→ **DOCUMENT EXTRACT**
:::::

Flexible Budgeting and Variance Analysis

Belgian Chocolate Company makes dark chocolate and light chocolate. Both products require cocoa and sugar. The following planning information has been made available:

Standard Amount per Case
Dark Chocolate Light Chocolate Standard Price per Pound
Cocoa 11 lbs. 8 lbs. $4.2
Sugar 9 lbs. 13 lbs. 0.6
Standard labor time 0.4 hr. 0.5 hr.

Dark Chocolate Light Chocolate
Planned production 3,900 cases 11,100 cases
Standard labor rate $16 per hr. $16 per hr.

Belgian Chocolate does not expect there to be any beginning or ending inventories of cocoa or sugar. At the end of the budget year, Belgian Chocolate had the following actual results:

Dark Chocolate Light Chocolate
Actual production (cases) 3,700 11,500
Actual Price per Pound Actual Pounds Purchased and Used
Cocoa $4.3 133,400
Sugar 0.55 178,200
Actual Labor Rate Actual Labor Hours Used
Dark chocolate $15.7 per hr. 1,350
Light chocolate 16.3 per hr. 5,890

Required:

Prepare the following variance analyses for both chocolates and total, based on the actual results and production levels at the end of the budget year:

Direct materials price variance, direct materials quantity variance, and total variance.

Direct labor rate variance, direct labor time variance, and total variance.

Enter a favorable variance as a negative number using a minus sign and an unfavorable variance as a positive number. If there is no variance, enter a zero.

:::::

→ **DATA SEGMENT**
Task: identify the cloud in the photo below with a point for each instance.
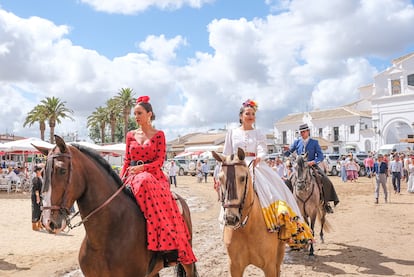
(133, 6)
(300, 58)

:::::

→ **OBJECTIVE**
In the chocolate budgeting problem, how many cases of light chocolate were planned for production?

→ **TASK RESPONSE**
11,100 cases